# Stored rows

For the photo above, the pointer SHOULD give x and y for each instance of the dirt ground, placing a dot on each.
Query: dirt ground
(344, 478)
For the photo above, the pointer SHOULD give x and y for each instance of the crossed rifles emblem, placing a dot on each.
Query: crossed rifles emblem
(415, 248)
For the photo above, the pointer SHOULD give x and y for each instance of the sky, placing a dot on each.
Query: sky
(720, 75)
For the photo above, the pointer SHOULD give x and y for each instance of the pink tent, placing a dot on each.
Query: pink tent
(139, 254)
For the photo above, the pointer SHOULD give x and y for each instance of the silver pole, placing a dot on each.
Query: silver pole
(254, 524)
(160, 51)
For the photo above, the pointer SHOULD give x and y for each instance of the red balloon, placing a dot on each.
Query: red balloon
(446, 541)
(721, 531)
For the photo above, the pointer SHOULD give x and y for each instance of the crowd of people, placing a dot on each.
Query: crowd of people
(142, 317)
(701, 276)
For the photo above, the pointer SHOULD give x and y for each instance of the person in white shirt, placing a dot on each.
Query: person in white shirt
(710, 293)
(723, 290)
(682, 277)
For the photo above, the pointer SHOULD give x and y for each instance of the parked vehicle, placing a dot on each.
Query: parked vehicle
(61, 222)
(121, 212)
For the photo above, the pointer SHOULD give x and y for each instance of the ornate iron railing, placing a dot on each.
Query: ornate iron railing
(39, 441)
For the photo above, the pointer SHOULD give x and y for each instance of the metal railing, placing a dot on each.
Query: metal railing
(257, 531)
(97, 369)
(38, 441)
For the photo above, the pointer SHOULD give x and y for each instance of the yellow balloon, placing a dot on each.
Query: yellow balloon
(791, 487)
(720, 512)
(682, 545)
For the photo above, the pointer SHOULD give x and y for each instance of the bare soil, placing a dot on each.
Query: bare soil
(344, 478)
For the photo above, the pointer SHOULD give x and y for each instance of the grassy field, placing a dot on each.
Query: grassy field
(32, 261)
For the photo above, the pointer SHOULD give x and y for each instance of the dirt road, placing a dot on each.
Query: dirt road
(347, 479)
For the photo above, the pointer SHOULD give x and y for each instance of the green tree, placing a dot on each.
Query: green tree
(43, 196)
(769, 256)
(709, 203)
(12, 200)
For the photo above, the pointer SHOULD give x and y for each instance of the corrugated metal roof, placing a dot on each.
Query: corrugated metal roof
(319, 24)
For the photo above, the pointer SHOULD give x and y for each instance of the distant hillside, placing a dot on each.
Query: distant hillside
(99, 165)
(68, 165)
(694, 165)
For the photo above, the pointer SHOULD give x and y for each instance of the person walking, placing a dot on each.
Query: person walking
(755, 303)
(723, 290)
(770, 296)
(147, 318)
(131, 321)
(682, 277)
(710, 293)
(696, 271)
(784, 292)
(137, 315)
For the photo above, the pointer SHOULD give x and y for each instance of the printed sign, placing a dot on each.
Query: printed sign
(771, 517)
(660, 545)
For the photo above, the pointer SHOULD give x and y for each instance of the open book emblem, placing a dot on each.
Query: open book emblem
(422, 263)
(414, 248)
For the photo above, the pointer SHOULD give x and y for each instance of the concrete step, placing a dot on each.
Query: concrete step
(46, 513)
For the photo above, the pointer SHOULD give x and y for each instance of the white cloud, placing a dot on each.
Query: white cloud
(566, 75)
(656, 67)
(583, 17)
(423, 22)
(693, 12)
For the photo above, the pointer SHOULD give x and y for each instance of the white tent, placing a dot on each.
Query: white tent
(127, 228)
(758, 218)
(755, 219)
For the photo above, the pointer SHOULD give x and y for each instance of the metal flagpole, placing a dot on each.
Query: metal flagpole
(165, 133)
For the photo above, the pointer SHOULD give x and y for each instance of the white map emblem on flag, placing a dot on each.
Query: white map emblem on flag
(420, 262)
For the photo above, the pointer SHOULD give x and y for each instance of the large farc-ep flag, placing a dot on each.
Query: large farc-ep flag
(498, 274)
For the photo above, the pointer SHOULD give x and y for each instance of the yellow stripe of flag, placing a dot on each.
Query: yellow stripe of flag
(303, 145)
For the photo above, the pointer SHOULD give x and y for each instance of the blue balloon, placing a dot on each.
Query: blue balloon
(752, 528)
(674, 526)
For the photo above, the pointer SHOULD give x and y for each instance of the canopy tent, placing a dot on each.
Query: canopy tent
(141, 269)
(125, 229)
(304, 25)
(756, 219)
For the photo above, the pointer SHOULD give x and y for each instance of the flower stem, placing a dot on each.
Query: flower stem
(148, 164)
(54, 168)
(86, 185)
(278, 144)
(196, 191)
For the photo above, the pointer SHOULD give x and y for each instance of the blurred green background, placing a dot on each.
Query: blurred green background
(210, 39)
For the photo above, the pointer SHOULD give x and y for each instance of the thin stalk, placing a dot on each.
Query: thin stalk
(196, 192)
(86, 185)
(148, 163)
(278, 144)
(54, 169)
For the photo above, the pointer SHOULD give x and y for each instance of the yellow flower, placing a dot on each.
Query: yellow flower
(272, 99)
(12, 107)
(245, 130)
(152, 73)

# Instructions to follow
Arrange all of the items above as a numbered list, leaving out any blank lines.

# Result below
1. For the photo above, the pointer SHOULD give x and y for each instance of the dirt ground, placing a dot on each.
2. Query: dirt ground
3. (344, 478)
4. For the photo above, the pointer SHOULD give x and y for each instance of the crossed rifles emblem, placing a dot on each.
5. Query: crossed rifles emblem
6. (415, 248)
7. For the photo above, the pointer SHOULD give x and y for each instance of the sky, placing a dot on each.
8. Query: sky
9. (720, 75)
10. For the photo above, the pointer SHOULD give x and y for each instance of the pink tent, placing a dot on each.
11. Query: pink tent
12. (139, 254)
13. For the photo above, the pointer SHOULD give x and y for each instance of the silver pole, placing a dot on each.
14. Query: silver pole
15. (254, 524)
16. (160, 51)
17. For the photo above, the pointer SHOULD give x and y for each instance of the red balloon, placing a dot on each.
18. Query: red balloon
19. (446, 541)
20. (721, 531)
21. For the photo above, the pointer SHOULD give x and y for each instance of the crowd of people, placing a dot on each.
22. Query: crowd of people
23. (142, 317)
24. (701, 276)
25. For the photo above, the pointer SHOULD give x and y for each instance of the person in white shirt, placing a dot on each.
26. Query: person in white shirt
27. (710, 293)
28. (723, 290)
29. (682, 277)
30. For the photo above, the pointer SHOULD give x and y for each instance of the parked vehicle, placing a dot on each.
31. Query: parked vehicle
32. (61, 222)
33. (121, 212)
34. For the photo above, the pointer SHOULD give x and y for each instance of the ornate iron railing, placing a dot on each.
35. Query: ornate iron railing
36. (39, 441)
37. For the photo above, the pointer SHOULD give x and y for each instance of the metal railing, placing a dot on each.
38. Query: metal railing
39. (257, 531)
40. (97, 369)
41. (38, 441)
42. For the photo above, the pointer SHOULD give x and y for each instance of the yellow balloon, placing a dot on each.
43. Query: yellow balloon
44. (791, 487)
45. (720, 512)
46. (682, 545)
47. For the photo above, the pointer SHOULD give x and y for each instance of the bare soil, placing a dot on each.
48. Query: bare soil
49. (344, 478)
50. For the photo above, the pointer SHOULD give x and y for each instance of the grassy field, placing a dot on each.
51. Query: grassy field
52. (32, 261)
53. For the photo above, the pointer SHOULD give x and y for each instance of the dirt road, placing a dot on each.
54. Query: dirt road
55. (347, 479)
56. For the photo above, the pointer SHOULD give x and y for each instance of the green tree, placing a dot on each.
57. Query: green tree
58. (43, 196)
59. (769, 256)
60. (709, 203)
61. (12, 200)
62. For the photo above, the pointer SHOULD give x and y for each instance of the corrugated metal roof, placing a dot on each.
63. Query: corrugated metal roof
64. (319, 24)
65. For the photo above, the pointer SHOULD give x and y for each instance of the distant hillside, placing a dot on each.
66. Query: distant hillside
67. (99, 165)
68. (68, 165)
69. (694, 165)
70. For the photo above, the pointer SHOULD give x and y for each instance of the person walking, placing a dot on each.
71. Query: person walking
72. (755, 303)
73. (723, 290)
74. (770, 296)
75. (147, 318)
76. (131, 321)
77. (682, 277)
78. (710, 293)
79. (696, 271)
80. (784, 292)
81. (137, 315)
82. For the photo above, the pointer SHOULD give x and y for each instance of the printed sign, placing a dot on each.
83. Query: printed sign
84. (771, 517)
85. (660, 545)
86. For the photo above, the pointer SHOULD give x and y for each instance of the open book emblem, placing a dot on each.
87. Query: open book emblem
88. (422, 263)
89. (414, 248)
90. For the photo above, the pointer SHOULD give x and y for each instance of the concrete step, placing a dot on each.
91. Query: concrete step
92. (46, 513)
93. For the photo above, the pointer SHOULD give x and y for each instance of the white cloud, placing a dot on each.
94. Query: white cloud
95. (566, 75)
96. (656, 67)
97. (583, 17)
98. (423, 22)
99. (693, 12)
100. For the photo above, the pointer SHOULD give x and y for each instance of the white tent, placing a dot on each.
101. Query: white tent
102. (127, 228)
103. (758, 218)
104. (755, 219)
105. For the photo above, the pointer SHOULD give x and y for each instance of the metal flagpole, placing a dot on each.
106. Query: metal flagpole
107. (165, 133)
108. For the photo above, the pointer SHOULD give x and y for each instance of the white map emblem on flag, placing a dot on each.
109. Query: white map emblem on flag
110. (420, 262)
111. For the photo above, the pointer SHOULD give x and y for each instance of the large farc-ep flag, placing a dot on each.
112. Query: large farc-ep flag
113. (498, 274)
114. For the photo above, the pointer SHOULD give x and y for each instance of the yellow stripe of flag, placing a dot on each.
115. Query: yellow stripe of flag
116. (303, 145)
117. For the photo above, the pointer SHOULD give x and y for each instance of the blue balloon, placing a dot on each.
118. Query: blue balloon
119. (752, 528)
120. (674, 526)
121. For the photo above, the pointer SHOULD give x and y for each instance of the canopy tent, placing a dot on each.
122. Query: canopy tent
123. (141, 269)
124. (125, 229)
125. (304, 25)
126. (756, 219)
127. For the photo above, the pointer SHOULD give x and y for each instance of the flower stem, placing a dot on each.
128. Query: flower stem
129. (148, 164)
130. (54, 168)
131. (86, 185)
132. (278, 144)
133. (196, 191)
134. For the photo above, the pointer SHOULD give x and y for each instance of the blurred green background, placing a dot on each.
135. Query: blurred green background
136. (210, 39)
137. For the photo above, the pointer SHOULD give x and y for each instance of the thin stalk, placing a dot on each.
138. Query: thin stalk
139. (196, 192)
140. (86, 185)
141. (148, 163)
142. (278, 144)
143. (54, 169)
144. For the photo above, the pointer SHOULD give x and y for each instance of the yellow flower, placing a dot on each.
145. Query: yellow flower
146. (272, 99)
147. (12, 107)
148. (245, 130)
149. (152, 73)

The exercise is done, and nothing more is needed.